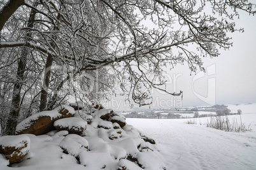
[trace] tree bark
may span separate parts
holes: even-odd
[[[28,20],[27,27],[33,27],[36,13],[36,12],[34,10],[31,10]],[[27,40],[31,37],[31,34],[29,31],[28,31],[26,34]],[[25,69],[27,65],[27,55],[29,54],[27,48],[23,47],[22,50],[22,56],[18,60],[18,63],[16,82],[13,86],[11,108],[9,117],[7,120],[6,132],[4,133],[8,135],[13,135],[15,134],[16,126],[18,122],[18,118],[20,110],[20,93],[24,83]]]
[[[22,5],[25,4],[24,0],[10,0],[0,11],[0,31],[3,29],[6,21]]]
[[[57,16],[57,21],[56,23],[56,26],[54,27],[53,30],[59,30],[59,20],[60,20],[60,15],[59,13]],[[53,38],[55,39],[55,36],[53,36]],[[54,43],[50,43],[50,45],[52,48],[55,48],[55,45]],[[43,79],[43,88],[41,91],[41,101],[40,101],[40,107],[39,110],[42,112],[43,110],[47,110],[47,97],[48,97],[48,89],[49,88],[50,84],[50,75],[51,74],[51,69],[52,65],[53,58],[52,55],[48,55],[47,57],[47,61],[45,65],[45,75]]]
[[[46,64],[45,65],[45,75],[43,80],[43,88],[41,91],[40,112],[46,109],[47,105],[48,88],[49,88],[50,75],[51,74],[51,68],[52,65],[52,56],[48,55]]]

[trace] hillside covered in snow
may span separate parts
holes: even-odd
[[[17,164],[10,164],[0,154],[0,169],[256,169],[256,110],[248,108],[251,106],[239,107],[248,109],[248,113],[228,115],[231,122],[241,121],[250,129],[240,133],[208,128],[210,117],[125,120],[111,109],[92,114],[71,110],[73,117],[54,123],[66,130],[60,128],[41,135],[1,137],[0,145],[15,145],[15,141],[23,140],[29,147],[23,149],[27,154]],[[228,107],[236,110],[238,106]],[[52,112],[58,116],[56,110]],[[20,126],[24,124],[25,121]],[[85,129],[72,134],[72,127]]]

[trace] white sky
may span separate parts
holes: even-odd
[[[205,75],[202,72],[190,75],[185,64],[167,73],[169,89],[183,91],[183,100],[155,89],[151,108],[256,103],[256,16],[243,13],[235,22],[236,28],[243,27],[245,32],[231,33],[233,46],[228,51],[220,50],[218,57],[203,58],[204,67],[209,69]],[[103,105],[118,110],[129,108],[129,104],[124,103],[123,96],[117,96]]]

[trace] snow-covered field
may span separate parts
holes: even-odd
[[[243,111],[241,115],[242,122],[246,127],[250,126],[252,129],[251,131],[245,133],[226,132],[207,128],[206,124],[210,117],[182,119],[127,119],[128,125],[122,129],[122,137],[110,140],[108,135],[114,130],[96,129],[96,123],[106,123],[105,121],[96,121],[87,127],[87,133],[89,136],[84,138],[80,137],[80,140],[86,139],[88,141],[88,143],[85,142],[83,145],[89,144],[89,152],[80,152],[79,148],[76,148],[78,143],[69,143],[71,151],[75,154],[74,155],[80,155],[82,164],[78,164],[75,157],[64,154],[60,147],[66,145],[63,140],[63,136],[67,134],[65,131],[52,136],[45,134],[36,136],[25,134],[31,140],[30,151],[25,160],[10,167],[6,166],[7,160],[0,154],[0,169],[99,170],[104,167],[103,169],[115,170],[117,169],[117,165],[122,164],[129,167],[129,169],[143,169],[126,159],[119,160],[127,154],[136,152],[138,160],[140,162],[144,162],[144,169],[163,169],[162,167],[164,167],[166,169],[178,170],[255,170],[256,110],[252,110],[251,108],[245,111],[246,107],[229,107],[234,110],[240,108]],[[229,118],[231,121],[237,120],[238,122],[240,122],[239,115],[229,115]],[[189,120],[197,124],[187,124]],[[153,138],[157,144],[144,142],[139,138],[140,134]],[[77,136],[69,136],[69,138],[71,140]],[[67,138],[66,139],[66,141],[69,140]],[[81,143],[78,143],[78,145]],[[138,151],[138,144],[142,152]],[[150,149],[145,150],[143,148],[146,147]],[[150,149],[154,151],[152,152]],[[107,166],[103,167],[104,164]]]
[[[239,115],[229,115],[240,121]],[[245,133],[207,128],[209,117],[189,119],[127,119],[128,124],[155,140],[167,169],[256,169],[256,114],[242,114],[252,128]],[[201,125],[200,125],[200,123]]]

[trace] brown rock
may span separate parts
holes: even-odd
[[[27,136],[5,136],[1,138],[0,154],[4,154],[10,164],[21,162],[27,155],[30,139]]]
[[[21,122],[16,128],[16,134],[43,134],[55,129],[55,121],[73,117],[74,113],[63,108],[57,110],[45,111],[33,115]]]
[[[126,125],[125,120],[117,115],[114,115],[113,117],[111,117],[110,121],[112,123],[117,123],[122,128]]]
[[[150,139],[146,136],[141,135],[141,134],[139,134],[139,135],[141,136],[141,139],[143,139],[145,141],[148,141],[151,144],[155,144],[155,141],[154,140]]]
[[[86,129],[87,122],[76,118],[69,117],[56,121],[54,128],[60,131],[68,131],[71,134],[82,134]]]

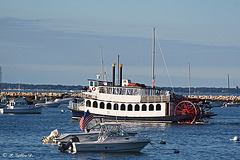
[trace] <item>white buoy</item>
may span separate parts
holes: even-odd
[[[233,139],[230,139],[230,141],[239,141],[239,138],[238,138],[238,136],[235,136]]]

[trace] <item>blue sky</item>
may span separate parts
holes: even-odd
[[[0,0],[3,82],[87,85],[100,74],[100,47],[124,78],[151,85],[152,28],[173,86],[240,85],[238,0]],[[156,85],[170,86],[159,48]],[[110,76],[111,77],[111,76]]]

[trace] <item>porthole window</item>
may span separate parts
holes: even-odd
[[[115,103],[115,104],[113,105],[113,110],[118,110],[118,104],[117,104],[117,103]]]
[[[126,110],[126,106],[125,106],[125,104],[121,104],[121,111],[125,111]]]
[[[87,107],[91,107],[91,101],[90,101],[90,100],[87,100],[86,106],[87,106]]]
[[[103,102],[100,103],[100,108],[104,109],[104,103]]]
[[[140,106],[138,104],[135,105],[135,111],[140,111]]]
[[[157,110],[157,111],[161,111],[161,105],[160,105],[160,104],[157,104],[157,105],[156,105],[156,110]]]
[[[153,104],[149,105],[149,111],[154,111],[154,105]]]
[[[128,111],[132,111],[132,105],[131,104],[128,105]]]
[[[142,105],[142,111],[147,111],[147,106],[146,106],[146,104],[143,104],[143,105]]]
[[[97,102],[96,101],[93,102],[93,108],[97,108]]]
[[[111,103],[107,103],[107,109],[112,109],[112,105],[111,105]]]

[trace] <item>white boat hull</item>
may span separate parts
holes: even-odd
[[[140,152],[147,144],[148,140],[125,141],[125,142],[73,142],[74,152]]]
[[[12,113],[12,114],[41,114],[42,107],[34,108],[14,108],[14,109],[0,109],[0,113]]]

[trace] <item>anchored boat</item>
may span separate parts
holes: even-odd
[[[12,114],[40,114],[41,112],[41,106],[28,105],[24,98],[12,98],[4,109],[0,109],[0,113]]]
[[[120,123],[101,123],[96,141],[81,141],[73,138],[68,144],[59,143],[59,150],[65,152],[139,152],[150,141],[129,136]]]
[[[153,57],[154,54],[155,51]],[[95,116],[104,116],[106,120],[124,121],[195,123],[216,115],[209,112],[211,108],[207,103],[179,98],[169,91],[155,87],[154,63],[151,87],[122,79],[122,64],[119,64],[119,84],[115,85],[115,65],[112,64],[111,82],[100,80],[99,76],[96,80],[89,79],[89,89],[82,92],[83,101],[69,103],[73,119],[79,119],[87,110]]]

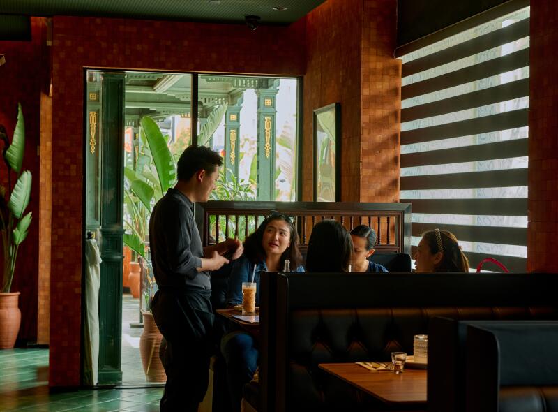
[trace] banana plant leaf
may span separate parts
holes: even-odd
[[[29,204],[29,197],[31,196],[31,172],[25,170],[17,179],[15,186],[10,196],[10,201],[8,203],[8,207],[13,215],[21,219],[23,212]]]
[[[145,256],[145,244],[136,235],[124,233],[124,244],[147,260]]]
[[[147,144],[149,145],[153,163],[157,169],[161,191],[166,193],[167,190],[174,184],[176,177],[176,168],[172,160],[172,155],[161,131],[159,130],[159,126],[153,119],[145,116],[142,118],[141,124]]]
[[[29,212],[17,222],[17,226],[13,230],[13,243],[20,244],[27,237],[28,230],[31,224],[31,212]]]
[[[197,135],[197,142],[199,146],[205,146],[213,135],[215,131],[219,127],[221,124],[225,112],[227,111],[228,105],[227,103],[222,104],[215,108],[209,116],[207,117],[207,122],[202,127],[199,131],[199,134]]]
[[[13,131],[12,143],[4,154],[8,164],[12,170],[19,173],[23,163],[23,153],[25,150],[25,125],[23,121],[23,112],[21,103],[17,103],[17,122]],[[20,216],[21,217],[21,216]]]
[[[134,194],[142,201],[149,212],[151,212],[151,199],[155,191],[145,182],[136,179],[130,187]]]

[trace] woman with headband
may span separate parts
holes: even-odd
[[[469,261],[451,232],[434,229],[423,233],[414,256],[415,272],[469,272]]]

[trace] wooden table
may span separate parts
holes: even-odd
[[[321,363],[320,369],[390,404],[426,404],[426,371],[373,371],[355,363]]]
[[[246,332],[251,333],[255,337],[257,337],[259,335],[259,323],[250,323],[250,322],[245,322],[236,318],[233,318],[232,315],[241,315],[242,311],[236,309],[217,309],[216,311],[220,316],[227,318],[231,322],[234,322],[239,325],[241,328],[244,329]],[[256,313],[257,315],[259,314],[259,311]]]

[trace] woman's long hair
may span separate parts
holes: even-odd
[[[280,267],[282,267],[285,265],[285,260],[288,259],[291,261],[291,270],[295,270],[302,264],[302,255],[299,250],[299,234],[294,229],[291,218],[286,214],[273,214],[267,216],[256,229],[256,231],[244,240],[244,256],[252,263],[257,264],[266,261],[267,256],[266,251],[264,250],[264,246],[262,244],[264,240],[264,232],[267,228],[267,225],[276,220],[287,222],[291,233],[291,244],[281,255]]]
[[[353,241],[345,226],[326,219],[312,229],[306,255],[308,272],[347,272],[353,253]]]
[[[448,230],[439,230],[442,247],[438,247],[436,229],[423,233],[423,238],[428,243],[432,254],[441,251],[442,260],[434,268],[435,272],[469,272],[469,260],[463,253],[455,235]]]

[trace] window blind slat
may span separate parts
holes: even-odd
[[[520,109],[476,119],[402,131],[401,145],[431,142],[523,127],[527,126],[528,123],[528,109]]]
[[[529,66],[528,48],[456,70],[445,75],[403,86],[401,87],[401,98],[404,100],[411,98],[527,66]]]
[[[502,199],[401,199],[412,204],[413,213],[525,216],[525,198]]]
[[[400,178],[400,190],[509,187],[527,186],[527,168],[405,176]]]
[[[510,26],[405,63],[401,68],[402,76],[409,76],[518,40],[529,36],[529,19],[520,20]]]
[[[506,228],[497,226],[481,226],[473,225],[444,225],[438,223],[421,223],[413,222],[412,235],[420,237],[427,230],[439,228],[449,230],[459,240],[499,243],[527,246],[527,228]]]
[[[526,96],[529,96],[528,78],[402,109],[401,122],[410,122],[438,115],[445,115]]]
[[[495,143],[465,146],[401,155],[401,167],[444,165],[527,156],[527,139],[515,139]]]

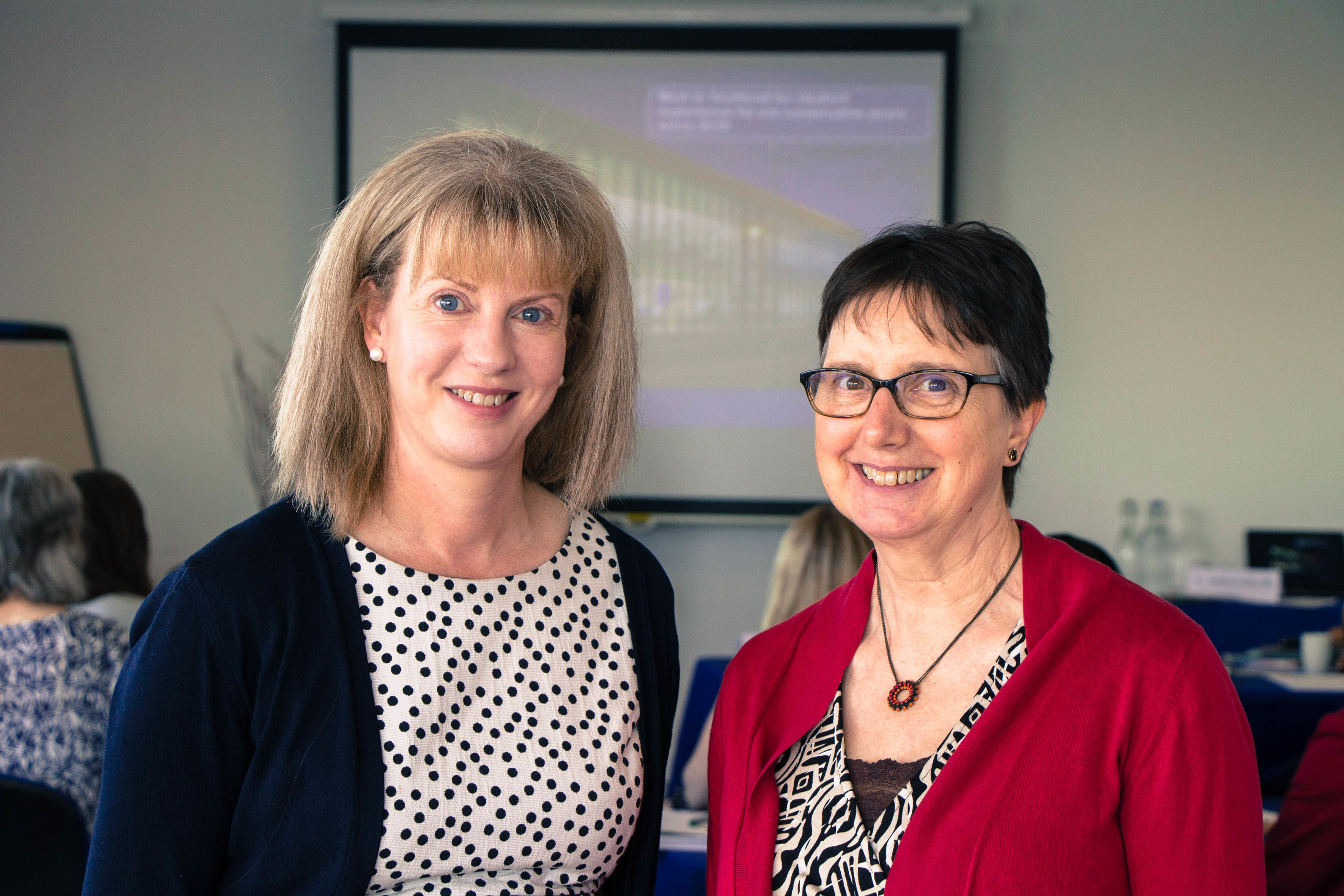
━━━
Could you pull out, unchanged, every line from the one containing "[trace] woman with headband" through the end of the rows, both ends included, and leave the pictures out of your answer?

- [RESULT OF THIS EXERCISE]:
[trace] woman with headband
may span separate parts
holes: even-odd
[[[469,261],[451,232],[434,229],[423,233],[414,256],[415,272],[469,272]]]

[trace] wooden table
may span separate parts
holes: even-odd
[[[321,363],[320,369],[390,404],[426,404],[426,371],[373,371],[355,363]]]
[[[246,332],[251,333],[255,337],[257,337],[259,335],[259,323],[250,323],[250,322],[245,322],[236,318],[233,318],[232,315],[241,315],[242,311],[236,309],[217,309],[216,311],[220,316],[227,318],[231,322],[234,322],[239,325],[241,328],[244,329]],[[256,313],[257,315],[259,314],[259,311]]]

[trace] woman's long hair
may span separate parts
holes: even-odd
[[[280,267],[282,267],[285,265],[285,260],[288,259],[291,261],[291,270],[295,270],[302,264],[302,255],[299,250],[299,234],[294,229],[291,218],[286,214],[273,214],[267,216],[256,229],[256,231],[244,240],[244,256],[252,263],[257,264],[266,261],[267,256],[266,251],[264,250],[264,246],[262,244],[264,240],[264,232],[267,228],[267,225],[276,220],[287,222],[291,233],[291,244],[281,255]]]
[[[353,241],[345,226],[326,219],[312,229],[306,255],[308,272],[347,272],[353,253]]]
[[[448,230],[439,230],[442,247],[438,247],[436,229],[423,233],[423,238],[428,243],[432,254],[441,251],[442,260],[434,268],[435,272],[469,272],[469,260],[463,253],[455,235]]]

[trace] window blind slat
may span separate parts
holes: even-odd
[[[520,109],[476,119],[402,131],[401,145],[431,142],[523,127],[527,126],[528,123],[528,109]]]
[[[529,66],[528,48],[456,70],[445,75],[403,86],[401,87],[401,98],[404,100],[411,98],[527,66]]]
[[[502,199],[401,199],[412,204],[413,213],[525,216],[525,198]]]
[[[400,178],[400,190],[509,187],[527,186],[527,168],[405,176]]]
[[[510,26],[405,63],[401,68],[402,76],[409,76],[518,40],[529,36],[529,19],[520,20]]]
[[[506,228],[497,226],[481,226],[473,225],[444,225],[438,223],[421,223],[413,222],[412,235],[420,237],[427,230],[439,228],[449,230],[459,240],[499,243],[527,246],[527,228]]]
[[[526,96],[529,96],[528,78],[402,109],[401,122],[410,122],[438,115],[445,115]]]
[[[495,143],[465,146],[401,155],[401,167],[444,165],[527,156],[527,139],[515,139]]]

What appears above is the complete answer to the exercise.